↓

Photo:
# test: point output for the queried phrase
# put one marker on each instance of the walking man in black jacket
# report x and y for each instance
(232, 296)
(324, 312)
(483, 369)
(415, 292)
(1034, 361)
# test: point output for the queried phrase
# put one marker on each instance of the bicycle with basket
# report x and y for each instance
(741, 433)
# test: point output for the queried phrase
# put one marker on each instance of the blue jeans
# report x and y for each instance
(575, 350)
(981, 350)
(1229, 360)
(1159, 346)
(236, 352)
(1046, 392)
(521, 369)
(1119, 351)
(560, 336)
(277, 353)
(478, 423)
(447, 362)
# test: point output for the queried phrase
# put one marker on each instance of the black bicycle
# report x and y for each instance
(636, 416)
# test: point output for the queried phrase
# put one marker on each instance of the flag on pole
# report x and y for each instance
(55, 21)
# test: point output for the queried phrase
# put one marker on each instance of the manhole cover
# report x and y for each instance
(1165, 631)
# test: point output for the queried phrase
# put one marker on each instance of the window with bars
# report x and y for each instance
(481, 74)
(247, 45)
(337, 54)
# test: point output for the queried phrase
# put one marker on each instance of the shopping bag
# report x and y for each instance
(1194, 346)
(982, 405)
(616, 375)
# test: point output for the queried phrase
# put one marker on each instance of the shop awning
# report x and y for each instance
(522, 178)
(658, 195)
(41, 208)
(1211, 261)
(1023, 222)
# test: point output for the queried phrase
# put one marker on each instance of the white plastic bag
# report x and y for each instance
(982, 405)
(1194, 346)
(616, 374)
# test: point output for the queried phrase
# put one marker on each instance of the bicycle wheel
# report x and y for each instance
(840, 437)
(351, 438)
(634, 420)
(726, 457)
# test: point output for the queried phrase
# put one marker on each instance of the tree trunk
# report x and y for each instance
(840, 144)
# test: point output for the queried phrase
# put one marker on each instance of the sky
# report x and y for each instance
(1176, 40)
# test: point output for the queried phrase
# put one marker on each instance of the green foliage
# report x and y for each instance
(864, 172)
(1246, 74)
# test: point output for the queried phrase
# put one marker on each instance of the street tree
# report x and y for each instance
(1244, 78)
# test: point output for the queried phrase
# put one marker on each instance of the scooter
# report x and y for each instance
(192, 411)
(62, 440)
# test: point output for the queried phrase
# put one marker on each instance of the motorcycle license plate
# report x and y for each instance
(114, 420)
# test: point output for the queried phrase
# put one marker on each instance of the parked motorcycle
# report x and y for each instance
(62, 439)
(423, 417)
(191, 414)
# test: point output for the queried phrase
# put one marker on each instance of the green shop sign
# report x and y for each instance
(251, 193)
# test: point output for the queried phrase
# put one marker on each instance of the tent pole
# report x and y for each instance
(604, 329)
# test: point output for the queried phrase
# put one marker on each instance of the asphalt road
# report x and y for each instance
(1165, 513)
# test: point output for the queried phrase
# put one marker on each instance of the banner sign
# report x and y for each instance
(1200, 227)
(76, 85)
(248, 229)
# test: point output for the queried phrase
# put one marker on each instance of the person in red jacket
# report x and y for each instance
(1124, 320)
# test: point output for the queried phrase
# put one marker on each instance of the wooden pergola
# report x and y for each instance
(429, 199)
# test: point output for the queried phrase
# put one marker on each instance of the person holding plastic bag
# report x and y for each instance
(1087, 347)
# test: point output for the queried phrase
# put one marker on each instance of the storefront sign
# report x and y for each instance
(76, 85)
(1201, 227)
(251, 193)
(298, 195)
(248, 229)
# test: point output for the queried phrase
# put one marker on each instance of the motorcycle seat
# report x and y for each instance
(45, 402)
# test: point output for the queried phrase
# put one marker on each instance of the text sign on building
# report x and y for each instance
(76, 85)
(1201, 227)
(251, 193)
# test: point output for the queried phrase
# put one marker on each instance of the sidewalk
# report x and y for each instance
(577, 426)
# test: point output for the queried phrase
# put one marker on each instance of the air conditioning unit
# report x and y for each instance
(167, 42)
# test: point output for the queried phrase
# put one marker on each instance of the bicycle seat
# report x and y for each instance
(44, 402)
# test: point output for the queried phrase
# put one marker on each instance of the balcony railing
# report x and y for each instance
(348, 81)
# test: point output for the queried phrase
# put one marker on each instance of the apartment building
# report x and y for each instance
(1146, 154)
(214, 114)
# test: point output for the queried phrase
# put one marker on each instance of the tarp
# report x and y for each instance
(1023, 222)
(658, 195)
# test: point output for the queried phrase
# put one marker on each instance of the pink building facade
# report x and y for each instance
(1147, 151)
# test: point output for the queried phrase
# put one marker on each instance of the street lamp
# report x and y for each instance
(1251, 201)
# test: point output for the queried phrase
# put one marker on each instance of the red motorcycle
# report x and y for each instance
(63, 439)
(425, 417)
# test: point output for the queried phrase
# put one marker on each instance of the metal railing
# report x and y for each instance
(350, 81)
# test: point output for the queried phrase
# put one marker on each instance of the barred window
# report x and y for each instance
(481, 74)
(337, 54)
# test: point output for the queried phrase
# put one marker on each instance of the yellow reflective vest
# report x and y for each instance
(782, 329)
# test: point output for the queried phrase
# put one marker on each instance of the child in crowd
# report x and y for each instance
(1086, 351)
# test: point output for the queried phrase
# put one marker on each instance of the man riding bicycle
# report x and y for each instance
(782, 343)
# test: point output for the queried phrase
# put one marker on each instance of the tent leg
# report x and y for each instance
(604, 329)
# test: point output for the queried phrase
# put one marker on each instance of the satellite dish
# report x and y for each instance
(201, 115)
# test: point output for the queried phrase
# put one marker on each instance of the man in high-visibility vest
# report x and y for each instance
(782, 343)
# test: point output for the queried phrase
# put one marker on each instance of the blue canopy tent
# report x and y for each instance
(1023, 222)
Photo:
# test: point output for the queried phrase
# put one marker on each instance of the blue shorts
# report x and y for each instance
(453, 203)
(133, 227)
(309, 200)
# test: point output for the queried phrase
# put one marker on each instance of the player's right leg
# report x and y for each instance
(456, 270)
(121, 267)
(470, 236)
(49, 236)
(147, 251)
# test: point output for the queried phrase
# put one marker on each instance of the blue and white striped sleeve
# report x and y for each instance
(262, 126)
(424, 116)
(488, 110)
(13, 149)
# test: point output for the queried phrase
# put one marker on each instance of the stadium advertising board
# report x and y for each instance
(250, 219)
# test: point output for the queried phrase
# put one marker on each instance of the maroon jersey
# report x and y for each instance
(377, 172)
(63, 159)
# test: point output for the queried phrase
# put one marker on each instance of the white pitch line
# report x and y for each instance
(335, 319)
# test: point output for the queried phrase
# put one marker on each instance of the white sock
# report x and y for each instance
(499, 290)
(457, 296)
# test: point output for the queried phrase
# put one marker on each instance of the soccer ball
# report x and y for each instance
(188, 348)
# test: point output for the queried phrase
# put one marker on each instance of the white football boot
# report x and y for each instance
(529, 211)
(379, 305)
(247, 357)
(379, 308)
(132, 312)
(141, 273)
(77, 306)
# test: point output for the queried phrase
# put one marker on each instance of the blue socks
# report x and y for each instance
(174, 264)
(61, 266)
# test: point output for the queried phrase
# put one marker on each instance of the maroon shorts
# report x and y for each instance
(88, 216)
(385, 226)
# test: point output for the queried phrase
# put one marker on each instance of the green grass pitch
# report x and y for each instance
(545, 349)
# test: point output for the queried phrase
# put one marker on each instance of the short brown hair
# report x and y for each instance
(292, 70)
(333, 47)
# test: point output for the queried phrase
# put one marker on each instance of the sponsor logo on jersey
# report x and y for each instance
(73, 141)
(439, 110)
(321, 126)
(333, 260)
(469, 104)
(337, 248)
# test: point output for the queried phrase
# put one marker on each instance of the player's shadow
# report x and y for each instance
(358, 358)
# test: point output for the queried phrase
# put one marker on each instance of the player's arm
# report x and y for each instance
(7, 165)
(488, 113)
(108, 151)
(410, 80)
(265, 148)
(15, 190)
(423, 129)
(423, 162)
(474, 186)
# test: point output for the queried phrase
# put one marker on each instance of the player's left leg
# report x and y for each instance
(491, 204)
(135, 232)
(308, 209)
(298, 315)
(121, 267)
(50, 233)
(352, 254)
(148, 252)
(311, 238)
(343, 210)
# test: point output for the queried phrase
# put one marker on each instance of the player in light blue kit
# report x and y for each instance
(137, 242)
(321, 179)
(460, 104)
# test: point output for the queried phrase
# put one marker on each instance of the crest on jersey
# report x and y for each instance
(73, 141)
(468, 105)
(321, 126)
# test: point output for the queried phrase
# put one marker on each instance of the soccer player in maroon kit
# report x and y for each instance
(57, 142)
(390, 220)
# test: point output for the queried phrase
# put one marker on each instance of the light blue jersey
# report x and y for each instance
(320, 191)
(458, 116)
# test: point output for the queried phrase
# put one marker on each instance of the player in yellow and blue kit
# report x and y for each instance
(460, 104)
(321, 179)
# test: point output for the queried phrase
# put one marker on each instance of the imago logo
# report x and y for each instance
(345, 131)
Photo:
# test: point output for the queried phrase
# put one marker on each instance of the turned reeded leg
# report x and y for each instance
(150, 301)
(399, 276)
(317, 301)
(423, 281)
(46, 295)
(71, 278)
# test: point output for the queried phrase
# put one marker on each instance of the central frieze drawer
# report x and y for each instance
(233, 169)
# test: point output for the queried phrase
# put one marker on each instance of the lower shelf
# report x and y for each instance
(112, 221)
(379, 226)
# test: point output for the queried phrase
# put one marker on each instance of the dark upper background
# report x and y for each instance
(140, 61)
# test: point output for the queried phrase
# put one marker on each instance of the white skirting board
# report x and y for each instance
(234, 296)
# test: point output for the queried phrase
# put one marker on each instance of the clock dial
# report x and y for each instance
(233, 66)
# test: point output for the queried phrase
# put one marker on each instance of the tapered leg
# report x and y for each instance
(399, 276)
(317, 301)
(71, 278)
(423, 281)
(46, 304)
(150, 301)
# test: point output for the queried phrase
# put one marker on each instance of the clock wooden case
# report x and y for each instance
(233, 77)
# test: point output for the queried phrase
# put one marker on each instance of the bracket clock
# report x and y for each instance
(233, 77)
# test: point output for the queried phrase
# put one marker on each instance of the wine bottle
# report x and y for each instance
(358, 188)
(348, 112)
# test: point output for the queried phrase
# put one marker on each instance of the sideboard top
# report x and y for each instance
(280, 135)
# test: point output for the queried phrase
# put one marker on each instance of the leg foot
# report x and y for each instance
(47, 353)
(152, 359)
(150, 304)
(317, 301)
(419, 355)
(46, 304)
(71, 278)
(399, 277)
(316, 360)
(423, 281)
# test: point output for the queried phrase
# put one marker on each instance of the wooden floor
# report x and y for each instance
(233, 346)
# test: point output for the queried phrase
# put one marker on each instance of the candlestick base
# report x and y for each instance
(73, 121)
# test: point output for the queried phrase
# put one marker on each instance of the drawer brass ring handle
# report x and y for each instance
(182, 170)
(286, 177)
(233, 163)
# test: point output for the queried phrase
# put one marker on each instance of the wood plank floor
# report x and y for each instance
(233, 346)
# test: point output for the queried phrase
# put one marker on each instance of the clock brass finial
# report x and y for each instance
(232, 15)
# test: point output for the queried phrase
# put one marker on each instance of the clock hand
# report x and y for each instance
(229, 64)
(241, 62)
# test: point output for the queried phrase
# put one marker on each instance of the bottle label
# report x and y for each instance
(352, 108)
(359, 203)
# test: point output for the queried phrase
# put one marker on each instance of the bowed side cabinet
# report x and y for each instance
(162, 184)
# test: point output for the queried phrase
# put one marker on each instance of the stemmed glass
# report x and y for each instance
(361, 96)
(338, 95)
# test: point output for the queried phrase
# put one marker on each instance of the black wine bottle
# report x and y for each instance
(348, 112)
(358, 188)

↑

INSTRUCTIONS FOR THE TASK: In the listing above, find the lines holding the word "black" and copy them.

FINISHED EXERCISE:
# put one marker on each instance of the walking man in black jacket
# put one marker on each instance of the black bicycle
# put one marker on each instance of the black wine bottle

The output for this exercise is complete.